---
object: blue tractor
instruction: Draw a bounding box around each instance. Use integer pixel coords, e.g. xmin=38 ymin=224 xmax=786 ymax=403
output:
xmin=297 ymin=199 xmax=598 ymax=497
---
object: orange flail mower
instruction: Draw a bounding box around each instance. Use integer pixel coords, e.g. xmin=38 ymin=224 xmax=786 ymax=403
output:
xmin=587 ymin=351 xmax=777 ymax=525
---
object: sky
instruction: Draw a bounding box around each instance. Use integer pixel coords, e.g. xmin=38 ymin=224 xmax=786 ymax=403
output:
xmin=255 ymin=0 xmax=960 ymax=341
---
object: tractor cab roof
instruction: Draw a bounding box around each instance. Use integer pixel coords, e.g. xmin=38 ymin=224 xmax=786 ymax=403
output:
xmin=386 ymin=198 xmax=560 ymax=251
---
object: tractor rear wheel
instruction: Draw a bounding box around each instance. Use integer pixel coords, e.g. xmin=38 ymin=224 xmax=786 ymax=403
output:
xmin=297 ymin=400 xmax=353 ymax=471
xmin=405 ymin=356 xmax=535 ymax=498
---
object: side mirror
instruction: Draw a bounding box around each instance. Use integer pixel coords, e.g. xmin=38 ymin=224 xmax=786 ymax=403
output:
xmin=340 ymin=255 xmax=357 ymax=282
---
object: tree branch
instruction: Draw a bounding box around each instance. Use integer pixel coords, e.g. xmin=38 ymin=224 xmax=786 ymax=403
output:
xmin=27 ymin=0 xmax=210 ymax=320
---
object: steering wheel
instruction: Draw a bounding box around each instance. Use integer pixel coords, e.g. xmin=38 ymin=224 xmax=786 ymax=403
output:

┄┄┄┄┄┄

* WHAT TO WORK ON *
Return every one of the lines above, reproducing each character for character.

* ANSWER BELOW *
---
object: blue tractor
instruction: Draw a bounding box around each instance. Use integer pixel coords, e.g. xmin=38 ymin=224 xmax=786 ymax=403
output:
xmin=297 ymin=199 xmax=598 ymax=497
---
object: orange flail mower
instruction: Draw a bounding box around each instance. Use integer pixel coords, e.g. xmin=38 ymin=224 xmax=786 ymax=403
output:
xmin=587 ymin=351 xmax=777 ymax=525
---
object: sky
instruction: Draw a bounding box around each instance. Use integer pixel coords, e.g. xmin=38 ymin=224 xmax=786 ymax=403
output:
xmin=255 ymin=0 xmax=960 ymax=341
---
object: tractor cab roof
instruction: Draw a bounding box around each instance. Use integer pixel coords, e.g. xmin=38 ymin=224 xmax=786 ymax=403
output:
xmin=386 ymin=198 xmax=560 ymax=251
---
object: tractor rear wheel
instruction: Draw a bounding box around each instance. Use integer pixel coords, e.g. xmin=38 ymin=224 xmax=786 ymax=403
output:
xmin=297 ymin=400 xmax=353 ymax=471
xmin=405 ymin=356 xmax=535 ymax=498
---
object: side mirror
instruction: Draw a bounding box around each instance. Use integer pixel coords, e.g. xmin=38 ymin=224 xmax=786 ymax=403
output:
xmin=340 ymin=255 xmax=357 ymax=282
---
object: tree branch
instruction: Draw a bounding box around each instance. Use integer pixel coords, e.g. xmin=38 ymin=224 xmax=786 ymax=403
output:
xmin=27 ymin=0 xmax=210 ymax=320
---
object: steering wheel
instruction: Draw a bounding box around each instance. Use integer pixel coords, e.g. xmin=38 ymin=224 xmax=786 ymax=403
output:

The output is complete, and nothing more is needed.